## [EXTRACTED TEXT]
*****
By the way, have you noticed all of the conversation and discussion today about the blood moons taking place in the heavens?  If you haven’t, you need to look this up because it’s really quite amazing.  Apparently, there’s a way in the orbital scheme of earth and moon and sun to where they can be in an arrangement such that when the sun shines it casts this red hue on the moon.  It’s called a blood moon.  It doesn’t happen very often.  It doesn’t happen very often.  And when it happens as consecutively as it has over the last couple of years, that’s attention-grabbing enough.  And when it happens as consecutively as it has over the last couple of years and the times that it happens happens to fall on the Jewish festivals in the fall and in the spring, that makes that you step back and go, “Hmm, is God trying to say something to us from the heavens?”  Because the prophecy talked about the moon turning to blood just before the day of the Lord.  And so some have maybe made too much of it, maybe too little of it.  I don’t know.  But something related to celestial wonders will take place as we get closer and closer to the final days of the last days.  You follow me so far?
*****
## [INFORMATION SUPPLIED]
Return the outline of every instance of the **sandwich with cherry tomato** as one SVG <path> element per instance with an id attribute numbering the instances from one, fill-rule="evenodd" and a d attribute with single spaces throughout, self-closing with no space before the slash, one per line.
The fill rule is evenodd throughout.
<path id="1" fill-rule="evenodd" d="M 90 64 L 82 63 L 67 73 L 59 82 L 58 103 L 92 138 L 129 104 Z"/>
*****
## [WHAT IS NEEDED]
In the passage about blood moons, on what occasions does the text say the recent blood moons have fallen?

## [WORKED SOLUTION]
On the Jewish festivals in the fall and in the spring.